• [Written problem]:
Render the listing below as a numbered list, leaving out any blank lines.

• [Data for this exercise]:

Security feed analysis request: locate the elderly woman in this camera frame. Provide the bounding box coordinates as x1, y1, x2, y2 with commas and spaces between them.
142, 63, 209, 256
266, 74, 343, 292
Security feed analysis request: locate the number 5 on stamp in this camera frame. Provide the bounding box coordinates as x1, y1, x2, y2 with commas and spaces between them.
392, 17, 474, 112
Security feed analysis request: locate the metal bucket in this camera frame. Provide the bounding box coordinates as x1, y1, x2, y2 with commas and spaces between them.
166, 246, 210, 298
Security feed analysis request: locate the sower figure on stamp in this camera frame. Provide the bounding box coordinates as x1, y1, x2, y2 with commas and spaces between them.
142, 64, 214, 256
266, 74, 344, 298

• [Result for this task]:
1. Security feed analysis request: locate the elderly woman in this camera frame. Provide the bounding box coordinates as x1, y1, x2, y2 with commas and spaces between them.
2. 142, 63, 209, 256
3. 266, 74, 343, 292
4. Security feed analysis request: locate the number 5 on stamp in this camera frame. Provide the bounding box coordinates as x1, y1, x2, y2 with commas and spaces between them.
5. 392, 17, 474, 112
6. Security feed analysis request: locate the metal bucket in this camera frame. Provide the bounding box coordinates as x1, y1, x2, y2 with commas and spaces between them.
7. 166, 246, 210, 298
8. Security feed analysis request: locate the sower figure on stamp in this camera frame. Provide the bounding box coordinates as x1, y1, x2, y2 with commas and spaces between them.
9. 142, 64, 214, 256
10. 266, 74, 344, 298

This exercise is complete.